**Exercise brief:**
Look through the records below, and copy out every line that holds the string "shelf".

(Extracted information Opens)

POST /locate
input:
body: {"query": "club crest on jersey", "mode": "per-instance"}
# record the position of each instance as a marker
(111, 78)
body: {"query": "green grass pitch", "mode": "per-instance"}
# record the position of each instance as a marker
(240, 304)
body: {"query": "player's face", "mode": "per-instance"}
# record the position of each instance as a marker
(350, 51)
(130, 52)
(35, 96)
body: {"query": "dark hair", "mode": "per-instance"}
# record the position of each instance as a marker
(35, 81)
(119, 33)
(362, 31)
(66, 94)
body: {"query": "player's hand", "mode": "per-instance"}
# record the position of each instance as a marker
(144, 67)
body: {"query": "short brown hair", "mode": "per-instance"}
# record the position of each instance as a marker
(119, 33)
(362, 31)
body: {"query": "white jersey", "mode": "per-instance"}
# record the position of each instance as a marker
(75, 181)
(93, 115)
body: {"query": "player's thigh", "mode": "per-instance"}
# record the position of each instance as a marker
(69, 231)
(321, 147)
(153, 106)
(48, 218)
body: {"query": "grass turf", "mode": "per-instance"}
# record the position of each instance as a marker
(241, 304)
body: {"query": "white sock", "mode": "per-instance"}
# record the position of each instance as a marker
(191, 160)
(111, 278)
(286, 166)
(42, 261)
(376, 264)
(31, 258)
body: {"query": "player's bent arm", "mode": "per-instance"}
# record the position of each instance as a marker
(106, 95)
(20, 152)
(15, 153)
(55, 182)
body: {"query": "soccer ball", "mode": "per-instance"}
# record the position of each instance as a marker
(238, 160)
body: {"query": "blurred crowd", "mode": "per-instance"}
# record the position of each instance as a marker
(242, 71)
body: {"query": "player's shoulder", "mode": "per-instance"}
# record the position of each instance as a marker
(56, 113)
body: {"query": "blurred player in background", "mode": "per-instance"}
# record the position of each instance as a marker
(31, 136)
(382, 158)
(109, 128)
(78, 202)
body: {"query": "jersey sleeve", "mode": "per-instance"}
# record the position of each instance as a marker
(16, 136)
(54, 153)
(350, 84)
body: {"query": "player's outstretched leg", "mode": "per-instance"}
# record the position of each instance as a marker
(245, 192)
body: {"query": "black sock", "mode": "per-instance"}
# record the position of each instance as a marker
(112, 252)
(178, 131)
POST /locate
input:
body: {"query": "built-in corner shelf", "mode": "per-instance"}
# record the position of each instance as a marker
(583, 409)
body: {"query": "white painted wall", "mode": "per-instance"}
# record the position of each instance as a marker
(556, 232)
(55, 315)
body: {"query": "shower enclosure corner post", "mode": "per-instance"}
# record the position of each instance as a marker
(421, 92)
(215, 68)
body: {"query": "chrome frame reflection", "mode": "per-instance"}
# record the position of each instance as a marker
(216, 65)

(Extracted information Closes)
(Extracted information Opens)

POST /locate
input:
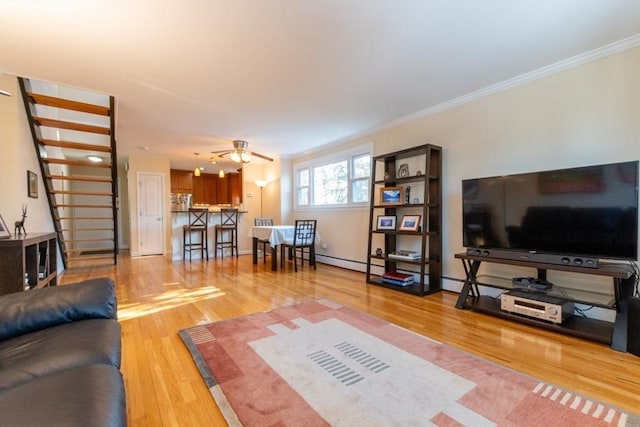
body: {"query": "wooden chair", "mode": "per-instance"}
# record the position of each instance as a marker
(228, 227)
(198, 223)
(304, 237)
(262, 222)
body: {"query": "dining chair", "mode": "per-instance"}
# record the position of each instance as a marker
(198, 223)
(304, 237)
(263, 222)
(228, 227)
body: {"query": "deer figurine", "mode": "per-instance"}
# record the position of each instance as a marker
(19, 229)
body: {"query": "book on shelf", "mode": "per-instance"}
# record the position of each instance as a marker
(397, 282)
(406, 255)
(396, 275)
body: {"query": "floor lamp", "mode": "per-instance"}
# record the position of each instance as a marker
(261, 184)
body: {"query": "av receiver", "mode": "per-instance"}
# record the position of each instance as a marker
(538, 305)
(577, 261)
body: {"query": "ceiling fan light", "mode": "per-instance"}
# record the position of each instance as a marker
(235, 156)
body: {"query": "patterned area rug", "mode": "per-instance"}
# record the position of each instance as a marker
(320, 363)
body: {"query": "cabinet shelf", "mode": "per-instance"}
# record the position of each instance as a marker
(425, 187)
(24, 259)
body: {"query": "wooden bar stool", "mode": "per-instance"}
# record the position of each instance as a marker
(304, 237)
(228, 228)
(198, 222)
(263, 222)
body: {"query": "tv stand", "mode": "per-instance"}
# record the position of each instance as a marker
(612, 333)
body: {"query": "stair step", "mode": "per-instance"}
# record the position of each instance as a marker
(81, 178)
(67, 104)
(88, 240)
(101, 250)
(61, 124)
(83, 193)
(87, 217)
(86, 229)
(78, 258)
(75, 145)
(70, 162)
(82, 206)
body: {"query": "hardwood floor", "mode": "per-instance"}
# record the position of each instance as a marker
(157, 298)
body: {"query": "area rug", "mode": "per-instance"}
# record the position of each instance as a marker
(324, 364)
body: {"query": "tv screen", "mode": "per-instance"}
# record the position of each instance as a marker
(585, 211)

(Extracted information Closes)

**Answer section:**
body: {"query": "built-in corner shelf", "mode": "per-instance"}
body: {"query": "book on shelf", "mode": "per-instance"}
body: {"query": "cabinet shelf", "mode": "per-instance"}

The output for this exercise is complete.